● **To do**
Pull out every line of the items below that contains the word "door", with case counting.

[Records]
*-*-*

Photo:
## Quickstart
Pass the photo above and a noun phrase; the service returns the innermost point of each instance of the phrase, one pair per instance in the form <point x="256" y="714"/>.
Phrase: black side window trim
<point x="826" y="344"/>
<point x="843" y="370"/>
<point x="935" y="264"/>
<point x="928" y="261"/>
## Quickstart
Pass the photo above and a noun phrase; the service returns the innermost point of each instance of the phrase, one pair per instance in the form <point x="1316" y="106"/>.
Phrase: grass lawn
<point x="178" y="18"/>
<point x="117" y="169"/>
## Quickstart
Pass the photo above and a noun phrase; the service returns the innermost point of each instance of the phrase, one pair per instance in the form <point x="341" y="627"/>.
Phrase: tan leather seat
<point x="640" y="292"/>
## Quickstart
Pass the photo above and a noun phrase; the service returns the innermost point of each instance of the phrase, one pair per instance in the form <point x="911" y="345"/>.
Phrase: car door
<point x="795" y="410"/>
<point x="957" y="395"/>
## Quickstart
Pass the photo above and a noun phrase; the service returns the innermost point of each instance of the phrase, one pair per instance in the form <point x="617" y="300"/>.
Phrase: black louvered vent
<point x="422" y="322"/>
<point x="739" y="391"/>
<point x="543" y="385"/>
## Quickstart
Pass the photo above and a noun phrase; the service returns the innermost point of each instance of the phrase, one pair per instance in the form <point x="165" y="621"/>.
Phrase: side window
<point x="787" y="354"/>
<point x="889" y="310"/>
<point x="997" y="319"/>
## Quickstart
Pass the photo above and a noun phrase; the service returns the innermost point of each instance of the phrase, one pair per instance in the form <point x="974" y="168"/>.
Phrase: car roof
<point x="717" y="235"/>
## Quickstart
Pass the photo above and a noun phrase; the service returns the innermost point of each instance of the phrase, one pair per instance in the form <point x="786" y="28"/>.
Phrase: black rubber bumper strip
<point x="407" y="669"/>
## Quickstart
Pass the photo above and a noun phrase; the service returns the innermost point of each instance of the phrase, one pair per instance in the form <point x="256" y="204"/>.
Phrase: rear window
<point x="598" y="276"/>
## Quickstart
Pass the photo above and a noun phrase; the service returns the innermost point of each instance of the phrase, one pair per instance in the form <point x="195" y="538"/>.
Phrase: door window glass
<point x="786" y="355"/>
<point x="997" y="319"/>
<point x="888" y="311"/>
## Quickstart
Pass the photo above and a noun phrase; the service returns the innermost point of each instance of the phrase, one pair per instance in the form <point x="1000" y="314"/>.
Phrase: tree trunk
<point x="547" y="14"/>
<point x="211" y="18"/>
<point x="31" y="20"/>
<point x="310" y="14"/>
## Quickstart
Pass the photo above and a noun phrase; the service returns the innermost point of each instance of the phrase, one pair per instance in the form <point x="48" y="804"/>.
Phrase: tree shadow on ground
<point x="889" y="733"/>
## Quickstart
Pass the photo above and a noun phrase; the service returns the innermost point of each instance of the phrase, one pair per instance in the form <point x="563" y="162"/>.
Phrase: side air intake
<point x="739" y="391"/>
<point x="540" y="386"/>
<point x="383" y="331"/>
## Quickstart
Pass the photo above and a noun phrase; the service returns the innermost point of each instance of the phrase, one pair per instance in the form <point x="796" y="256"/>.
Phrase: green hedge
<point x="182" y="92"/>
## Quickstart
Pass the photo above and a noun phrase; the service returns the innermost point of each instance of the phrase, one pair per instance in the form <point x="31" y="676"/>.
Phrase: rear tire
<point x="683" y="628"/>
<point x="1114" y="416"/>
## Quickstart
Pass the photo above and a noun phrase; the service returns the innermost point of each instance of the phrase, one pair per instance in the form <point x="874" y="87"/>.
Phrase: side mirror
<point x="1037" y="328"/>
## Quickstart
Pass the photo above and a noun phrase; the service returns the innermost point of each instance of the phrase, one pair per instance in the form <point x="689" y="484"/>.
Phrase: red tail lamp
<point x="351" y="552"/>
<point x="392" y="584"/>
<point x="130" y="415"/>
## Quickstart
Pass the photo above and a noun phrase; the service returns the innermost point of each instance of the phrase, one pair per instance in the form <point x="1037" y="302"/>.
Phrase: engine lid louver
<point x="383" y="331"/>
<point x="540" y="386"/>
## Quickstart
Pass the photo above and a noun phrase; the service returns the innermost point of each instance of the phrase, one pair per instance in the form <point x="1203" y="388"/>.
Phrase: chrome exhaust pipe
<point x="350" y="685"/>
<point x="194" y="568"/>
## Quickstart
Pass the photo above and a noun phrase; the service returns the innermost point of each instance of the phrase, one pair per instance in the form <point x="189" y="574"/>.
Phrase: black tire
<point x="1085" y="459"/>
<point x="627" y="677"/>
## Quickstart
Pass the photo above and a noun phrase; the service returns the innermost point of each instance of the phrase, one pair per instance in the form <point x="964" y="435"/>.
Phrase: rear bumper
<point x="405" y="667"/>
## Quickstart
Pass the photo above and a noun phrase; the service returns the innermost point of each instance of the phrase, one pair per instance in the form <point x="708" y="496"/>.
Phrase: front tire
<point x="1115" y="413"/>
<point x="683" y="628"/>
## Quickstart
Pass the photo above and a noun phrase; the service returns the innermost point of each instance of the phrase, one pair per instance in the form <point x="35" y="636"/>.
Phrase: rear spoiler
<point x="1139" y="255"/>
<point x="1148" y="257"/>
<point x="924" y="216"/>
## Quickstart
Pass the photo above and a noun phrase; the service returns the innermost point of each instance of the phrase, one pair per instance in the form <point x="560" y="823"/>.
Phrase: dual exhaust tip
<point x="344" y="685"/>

*-*-*

● **Finished exercise**
Phrase: car door
Phrase: door window glass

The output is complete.